** Direction **
Extract every line of the material below and reproduce it verbatim, with no changes.

** Data section **
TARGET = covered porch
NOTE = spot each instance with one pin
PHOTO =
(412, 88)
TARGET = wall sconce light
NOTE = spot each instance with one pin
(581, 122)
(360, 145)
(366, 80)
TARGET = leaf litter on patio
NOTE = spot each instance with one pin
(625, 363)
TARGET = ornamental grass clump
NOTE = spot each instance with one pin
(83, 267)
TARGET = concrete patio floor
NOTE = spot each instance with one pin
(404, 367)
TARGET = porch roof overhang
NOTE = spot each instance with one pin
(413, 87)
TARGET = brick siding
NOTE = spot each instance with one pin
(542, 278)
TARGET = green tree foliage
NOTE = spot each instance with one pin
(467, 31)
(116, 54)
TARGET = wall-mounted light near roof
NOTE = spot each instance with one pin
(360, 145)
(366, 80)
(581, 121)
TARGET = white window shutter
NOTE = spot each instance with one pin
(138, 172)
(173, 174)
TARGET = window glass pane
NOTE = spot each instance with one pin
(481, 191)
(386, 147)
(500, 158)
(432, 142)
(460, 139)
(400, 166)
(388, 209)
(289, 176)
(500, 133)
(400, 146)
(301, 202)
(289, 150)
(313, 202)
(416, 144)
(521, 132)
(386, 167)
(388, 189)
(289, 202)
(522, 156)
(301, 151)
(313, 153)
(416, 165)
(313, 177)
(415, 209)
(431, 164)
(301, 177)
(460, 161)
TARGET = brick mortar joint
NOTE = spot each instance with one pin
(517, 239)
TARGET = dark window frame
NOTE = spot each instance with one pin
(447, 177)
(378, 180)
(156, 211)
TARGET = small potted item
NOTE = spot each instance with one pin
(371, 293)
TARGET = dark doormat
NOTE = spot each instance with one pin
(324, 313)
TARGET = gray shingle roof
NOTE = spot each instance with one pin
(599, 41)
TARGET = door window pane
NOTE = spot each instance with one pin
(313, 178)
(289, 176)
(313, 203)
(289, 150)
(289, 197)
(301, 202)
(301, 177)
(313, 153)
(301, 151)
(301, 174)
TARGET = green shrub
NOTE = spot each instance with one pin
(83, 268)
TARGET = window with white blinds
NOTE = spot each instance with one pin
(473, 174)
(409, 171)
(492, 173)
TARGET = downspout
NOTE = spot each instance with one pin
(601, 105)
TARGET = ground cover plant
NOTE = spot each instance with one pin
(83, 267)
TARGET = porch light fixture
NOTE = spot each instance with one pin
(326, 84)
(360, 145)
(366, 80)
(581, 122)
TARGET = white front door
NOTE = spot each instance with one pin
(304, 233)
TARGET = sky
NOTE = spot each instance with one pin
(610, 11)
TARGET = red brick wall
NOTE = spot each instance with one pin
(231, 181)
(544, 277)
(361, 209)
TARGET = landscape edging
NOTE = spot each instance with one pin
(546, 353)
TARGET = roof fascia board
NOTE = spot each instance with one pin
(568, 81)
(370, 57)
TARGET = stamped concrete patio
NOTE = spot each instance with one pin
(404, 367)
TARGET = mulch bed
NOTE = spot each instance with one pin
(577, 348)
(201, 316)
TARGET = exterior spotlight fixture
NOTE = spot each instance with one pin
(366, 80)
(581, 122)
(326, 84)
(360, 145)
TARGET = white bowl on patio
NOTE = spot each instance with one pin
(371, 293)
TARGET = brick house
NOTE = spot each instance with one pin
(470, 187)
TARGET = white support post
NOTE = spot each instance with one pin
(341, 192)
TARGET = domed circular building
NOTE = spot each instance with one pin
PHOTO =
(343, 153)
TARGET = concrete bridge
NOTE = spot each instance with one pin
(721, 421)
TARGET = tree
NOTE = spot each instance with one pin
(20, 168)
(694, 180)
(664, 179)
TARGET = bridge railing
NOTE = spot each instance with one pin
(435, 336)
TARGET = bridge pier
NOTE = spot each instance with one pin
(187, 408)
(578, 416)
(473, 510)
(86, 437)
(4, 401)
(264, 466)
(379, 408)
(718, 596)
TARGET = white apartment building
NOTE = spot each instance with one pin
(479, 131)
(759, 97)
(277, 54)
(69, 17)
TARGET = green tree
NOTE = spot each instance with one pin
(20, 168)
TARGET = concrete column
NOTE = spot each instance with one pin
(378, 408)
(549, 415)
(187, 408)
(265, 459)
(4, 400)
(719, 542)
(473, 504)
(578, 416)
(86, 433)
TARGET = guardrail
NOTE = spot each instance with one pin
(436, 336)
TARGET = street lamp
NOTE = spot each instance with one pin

** Result below **
TARGET = covered porch
NOTE = spot each instance with one pin
PHOTO =
(412, 88)
TARGET = wall sconce light
NOTE = spot each instance with one pin
(581, 122)
(360, 145)
(366, 80)
TARGET = leaf litter on patio
NOTE = spot each instance with one pin
(625, 363)
TARGET = ornamental grass clump
NOTE = spot each instance with one pin
(83, 267)
TARGET = concrete patio floor
NOTE = spot each instance with one pin
(404, 367)
TARGET = porch roof overhang
NOTE = spot each instance with one pin
(413, 87)
TARGET = brick siding
NOTE = spot each instance with one pin
(542, 278)
TARGET = green tree foliage
NOTE = spot each instance with one pin
(467, 31)
(116, 54)
TARGET = wall-mounted light near roof
NOTE = spot each instance with one pin
(360, 145)
(366, 80)
(581, 121)
TARGET = white window shutter
NOTE = spot each instance with one pin
(138, 172)
(173, 174)
TARGET = window glass pane
NOTE = spot each instance with one pin
(481, 191)
(386, 147)
(500, 158)
(432, 142)
(460, 139)
(400, 166)
(388, 209)
(289, 176)
(500, 133)
(400, 146)
(301, 202)
(289, 150)
(313, 202)
(416, 144)
(521, 132)
(386, 167)
(388, 189)
(289, 202)
(522, 156)
(301, 151)
(313, 153)
(416, 165)
(313, 177)
(415, 209)
(431, 164)
(301, 177)
(460, 161)
TARGET = brick mortar joint
NOTE = spot each instance with one pin
(517, 239)
TARGET = dark window frame
NOTE = spot each instance with one pin
(447, 177)
(378, 180)
(156, 211)
TARGET = small potted item
NOTE = spot each instance with one pin
(371, 293)
TARGET = dark doormat
NOTE = spot each instance with one pin
(324, 313)
TARGET = gray shingle roof
NOTE = spot each instance with one pin
(599, 41)
TARGET = door window pane
NOTE = spot each instance with one pin
(313, 178)
(289, 176)
(313, 203)
(289, 150)
(289, 197)
(301, 202)
(301, 177)
(313, 153)
(301, 151)
(301, 174)
TARGET = green shrub
NOTE = spot each instance with one pin
(83, 268)
TARGET = window with white blinds
NOTE = spot each instance with one pin
(473, 174)
(409, 171)
(492, 173)
TARGET = downspout
NOTE = spot each instance with one pin
(601, 105)
TARGET = ground cover plant
NOTE = spot each instance with one pin
(83, 267)
TARGET = porch light fixture
NOTE = spot each instance with one pin
(326, 84)
(360, 145)
(366, 80)
(581, 122)
TARGET = white front door
NOTE = spot each instance with one pin
(304, 233)
TARGET = sky
NOTE = spot each instance with one pin
(610, 11)
TARGET = red brick wall
NOTE = spot each instance with one pin
(231, 181)
(544, 277)
(361, 209)
TARGET = landscape edging
NOTE = spot each instance with one pin
(546, 353)
TARGET = roof fascia board
NOTE = spot each instance with one pin
(568, 81)
(370, 57)
TARGET = stamped concrete patio
NOTE = spot each instance with one pin
(404, 367)
TARGET = mulch bed
NOTE = spot each instance with one pin
(577, 348)
(201, 316)
TARGET = exterior spotlight fixture
NOTE = spot each instance with one pin
(366, 80)
(581, 122)
(326, 84)
(360, 145)
TARGET = white bowl on patio
NOTE = spot each instance with one pin
(371, 293)
TARGET = brick house
NOTE = spot each instance with one pin
(470, 187)
TARGET = white support post
NOTE = spot each instance with one pin
(341, 192)
TARGET = domed circular building
NOTE = spot each instance with one pin
PHOTO =
(343, 153)
TARGET = concrete bridge
NOTE = spot each instance with one pin
(721, 421)
TARGET = tree
NOTE = spot each instance with one pin
(20, 168)
(694, 180)
(664, 179)
TARGET = bridge railing
NOTE = spot each instance with one pin
(435, 336)
TARGET = bridge pier
NOTE = spot each instance with one pin
(187, 408)
(578, 416)
(473, 510)
(86, 437)
(4, 401)
(264, 466)
(379, 408)
(718, 596)
TARGET = white apartment building
NOTE = spot each instance with one pin
(479, 131)
(759, 97)
(277, 54)
(69, 17)
TARGET = green tree
NOTE = spot each instance with one pin
(20, 168)
TARGET = concrete column
NOTE = spot each instance with one pin
(378, 408)
(549, 415)
(187, 408)
(265, 459)
(4, 400)
(719, 542)
(473, 504)
(578, 416)
(86, 433)
TARGET = guardrail
NOTE = spot each instance with one pin
(436, 336)
TARGET = street lamp
NOTE = spot each instance with one pin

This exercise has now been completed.